>> START TASK MATERIAL

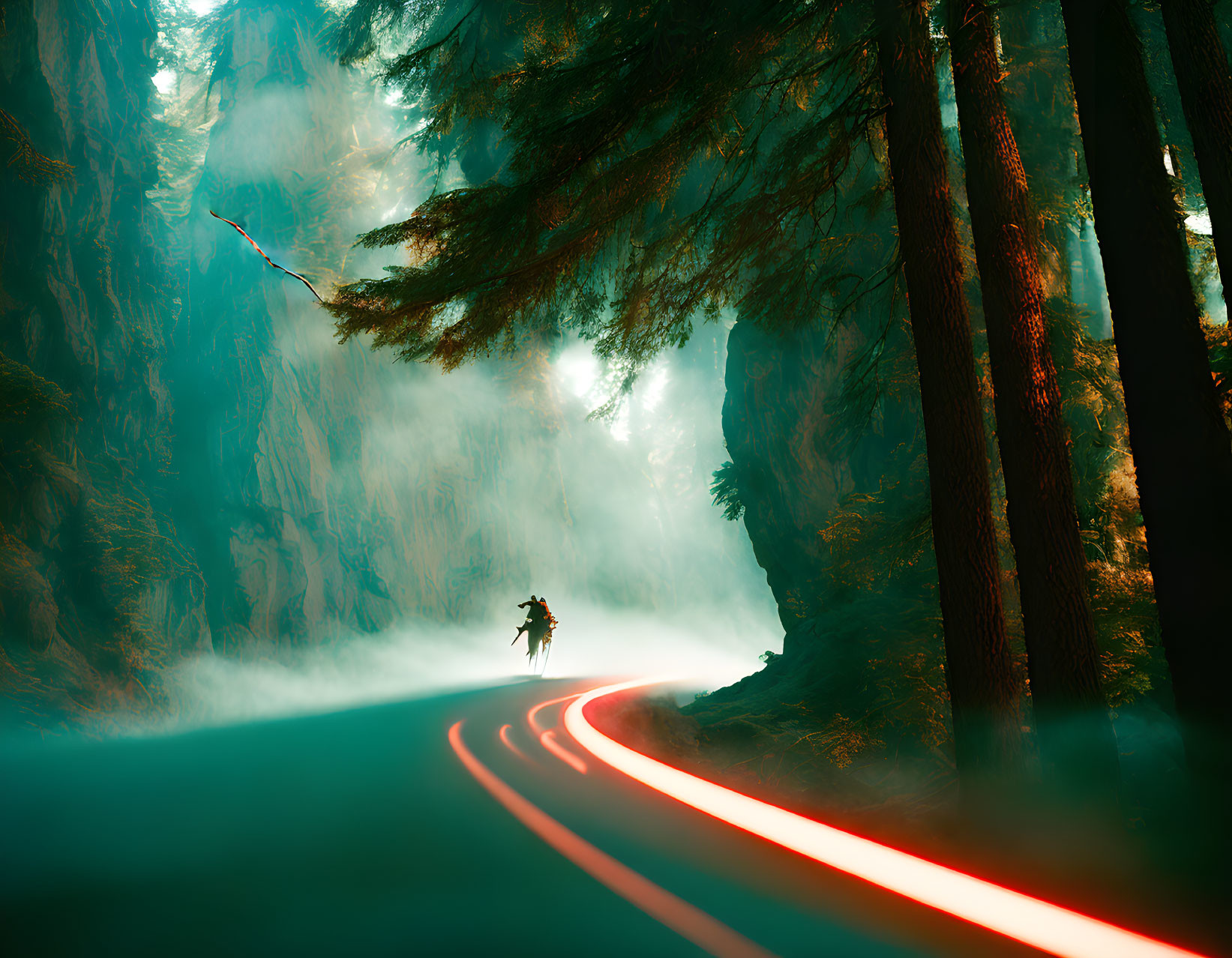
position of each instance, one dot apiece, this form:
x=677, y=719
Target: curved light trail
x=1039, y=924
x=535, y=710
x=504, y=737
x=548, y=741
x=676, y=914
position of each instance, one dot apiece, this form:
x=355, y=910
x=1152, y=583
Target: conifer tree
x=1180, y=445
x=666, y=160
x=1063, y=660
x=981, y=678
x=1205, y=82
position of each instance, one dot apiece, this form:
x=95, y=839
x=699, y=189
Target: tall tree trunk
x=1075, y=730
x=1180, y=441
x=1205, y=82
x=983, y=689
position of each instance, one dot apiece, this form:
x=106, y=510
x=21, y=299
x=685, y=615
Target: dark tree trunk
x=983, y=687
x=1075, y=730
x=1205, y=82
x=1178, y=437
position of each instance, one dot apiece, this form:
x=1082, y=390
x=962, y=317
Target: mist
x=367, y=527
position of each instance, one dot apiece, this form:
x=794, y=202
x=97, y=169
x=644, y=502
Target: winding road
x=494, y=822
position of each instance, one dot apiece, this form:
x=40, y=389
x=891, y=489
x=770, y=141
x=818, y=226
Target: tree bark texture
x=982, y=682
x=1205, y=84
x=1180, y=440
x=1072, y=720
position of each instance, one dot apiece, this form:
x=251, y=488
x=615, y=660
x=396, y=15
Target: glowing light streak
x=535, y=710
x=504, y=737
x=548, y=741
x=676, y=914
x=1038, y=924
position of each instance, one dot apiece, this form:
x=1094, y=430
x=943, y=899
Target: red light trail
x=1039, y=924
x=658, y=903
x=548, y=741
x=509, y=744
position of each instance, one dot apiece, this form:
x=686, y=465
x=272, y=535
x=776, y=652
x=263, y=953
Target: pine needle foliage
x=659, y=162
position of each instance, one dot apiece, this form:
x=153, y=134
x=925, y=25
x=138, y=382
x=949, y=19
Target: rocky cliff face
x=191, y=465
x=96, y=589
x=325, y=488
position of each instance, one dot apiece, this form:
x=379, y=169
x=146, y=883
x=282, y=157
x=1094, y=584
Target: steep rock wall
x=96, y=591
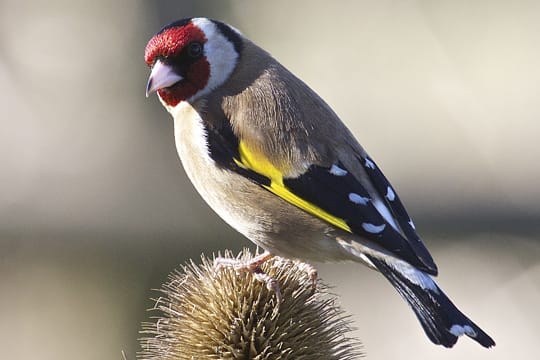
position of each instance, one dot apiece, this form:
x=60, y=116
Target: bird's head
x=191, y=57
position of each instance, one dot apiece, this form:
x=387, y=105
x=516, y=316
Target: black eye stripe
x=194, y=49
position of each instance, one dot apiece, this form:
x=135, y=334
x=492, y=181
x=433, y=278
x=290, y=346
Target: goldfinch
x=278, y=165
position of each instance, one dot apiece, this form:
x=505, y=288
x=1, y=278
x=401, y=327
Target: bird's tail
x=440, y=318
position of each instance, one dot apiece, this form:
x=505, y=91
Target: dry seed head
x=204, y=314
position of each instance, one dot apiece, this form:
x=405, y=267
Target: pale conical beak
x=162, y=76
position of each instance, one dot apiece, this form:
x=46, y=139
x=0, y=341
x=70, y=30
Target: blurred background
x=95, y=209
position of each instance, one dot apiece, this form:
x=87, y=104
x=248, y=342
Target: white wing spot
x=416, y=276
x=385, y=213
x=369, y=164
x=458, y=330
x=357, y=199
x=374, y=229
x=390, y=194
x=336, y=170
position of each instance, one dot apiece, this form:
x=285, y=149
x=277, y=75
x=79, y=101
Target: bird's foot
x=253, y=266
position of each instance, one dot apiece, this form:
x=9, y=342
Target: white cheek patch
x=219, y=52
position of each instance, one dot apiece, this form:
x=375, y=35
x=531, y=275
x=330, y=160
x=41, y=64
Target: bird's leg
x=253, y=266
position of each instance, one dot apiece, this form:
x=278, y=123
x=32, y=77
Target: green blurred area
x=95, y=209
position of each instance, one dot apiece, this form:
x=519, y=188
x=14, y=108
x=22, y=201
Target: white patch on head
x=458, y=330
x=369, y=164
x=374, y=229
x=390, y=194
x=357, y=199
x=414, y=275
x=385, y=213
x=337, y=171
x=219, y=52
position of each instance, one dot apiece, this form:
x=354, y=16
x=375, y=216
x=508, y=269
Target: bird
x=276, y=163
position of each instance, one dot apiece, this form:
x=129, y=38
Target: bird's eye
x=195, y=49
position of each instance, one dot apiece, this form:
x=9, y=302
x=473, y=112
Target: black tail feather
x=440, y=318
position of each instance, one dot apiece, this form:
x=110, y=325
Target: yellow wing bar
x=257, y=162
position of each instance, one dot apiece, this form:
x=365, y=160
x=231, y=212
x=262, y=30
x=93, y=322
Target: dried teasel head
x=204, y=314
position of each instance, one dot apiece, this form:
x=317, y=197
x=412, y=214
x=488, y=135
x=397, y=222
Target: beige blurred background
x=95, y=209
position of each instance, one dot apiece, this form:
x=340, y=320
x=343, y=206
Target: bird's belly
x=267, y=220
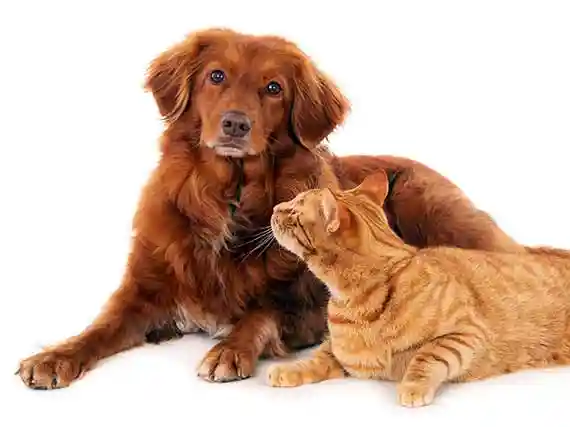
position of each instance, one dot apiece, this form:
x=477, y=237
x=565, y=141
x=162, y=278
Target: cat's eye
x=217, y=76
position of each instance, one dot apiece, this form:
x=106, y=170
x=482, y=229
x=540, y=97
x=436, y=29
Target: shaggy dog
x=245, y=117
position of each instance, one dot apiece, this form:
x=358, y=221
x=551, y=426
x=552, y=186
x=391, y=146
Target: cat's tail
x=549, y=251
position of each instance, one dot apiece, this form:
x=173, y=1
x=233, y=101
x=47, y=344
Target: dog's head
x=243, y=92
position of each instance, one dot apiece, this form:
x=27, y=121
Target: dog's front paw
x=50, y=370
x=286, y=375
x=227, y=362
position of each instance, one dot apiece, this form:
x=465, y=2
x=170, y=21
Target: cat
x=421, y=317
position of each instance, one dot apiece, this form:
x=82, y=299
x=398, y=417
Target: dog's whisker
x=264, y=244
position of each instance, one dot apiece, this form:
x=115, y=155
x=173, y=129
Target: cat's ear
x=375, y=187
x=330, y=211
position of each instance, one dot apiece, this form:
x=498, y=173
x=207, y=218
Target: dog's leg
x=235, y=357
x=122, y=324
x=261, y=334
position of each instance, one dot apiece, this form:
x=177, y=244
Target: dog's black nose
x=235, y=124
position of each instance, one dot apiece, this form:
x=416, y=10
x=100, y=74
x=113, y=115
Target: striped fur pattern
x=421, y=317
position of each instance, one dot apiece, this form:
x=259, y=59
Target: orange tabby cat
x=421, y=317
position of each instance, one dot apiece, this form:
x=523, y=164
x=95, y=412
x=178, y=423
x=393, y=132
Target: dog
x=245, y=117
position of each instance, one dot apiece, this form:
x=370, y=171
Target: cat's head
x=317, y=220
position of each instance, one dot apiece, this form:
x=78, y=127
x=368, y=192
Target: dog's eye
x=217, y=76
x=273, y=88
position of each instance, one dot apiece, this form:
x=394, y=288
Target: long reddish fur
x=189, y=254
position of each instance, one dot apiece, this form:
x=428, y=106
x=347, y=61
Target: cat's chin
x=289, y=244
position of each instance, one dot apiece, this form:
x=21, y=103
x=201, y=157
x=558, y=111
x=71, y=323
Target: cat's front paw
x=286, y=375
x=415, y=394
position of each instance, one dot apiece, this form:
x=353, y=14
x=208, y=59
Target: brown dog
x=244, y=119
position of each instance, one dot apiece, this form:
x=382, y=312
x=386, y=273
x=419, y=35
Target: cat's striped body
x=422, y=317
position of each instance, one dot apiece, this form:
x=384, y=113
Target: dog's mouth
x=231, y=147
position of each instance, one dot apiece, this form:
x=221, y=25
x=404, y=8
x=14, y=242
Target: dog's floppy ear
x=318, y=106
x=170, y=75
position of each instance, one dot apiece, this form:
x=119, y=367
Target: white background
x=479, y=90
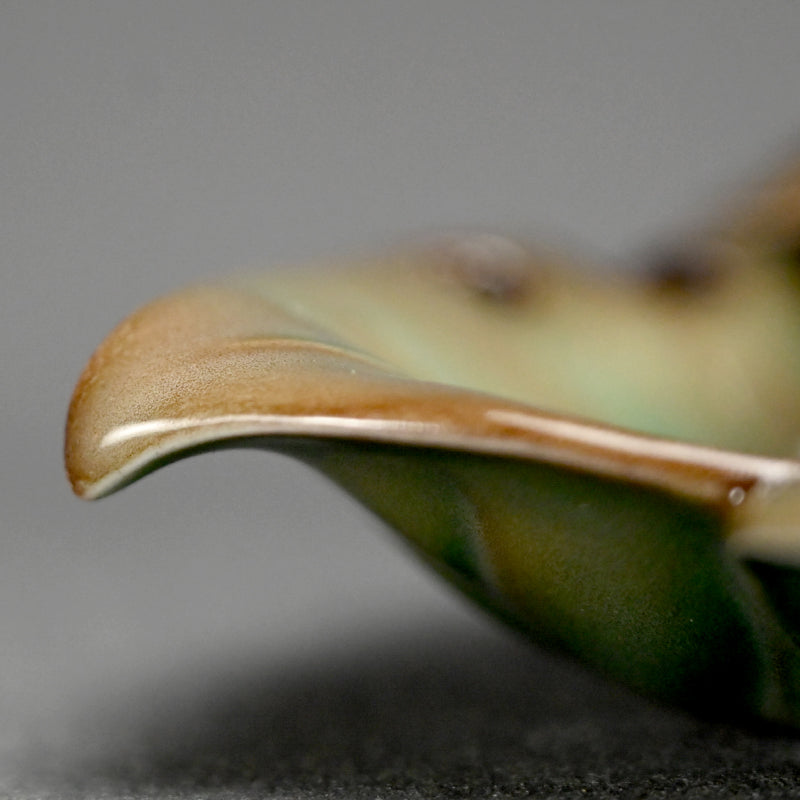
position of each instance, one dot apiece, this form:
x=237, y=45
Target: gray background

>> END TASK MATERIAL

**OBJECTIVE:** From the listing above, copy out each line that contains the word "blurred".

**SOLVED PROBLEM:**
Target: blurred background
Target: green blurred area
Target: beige blurred background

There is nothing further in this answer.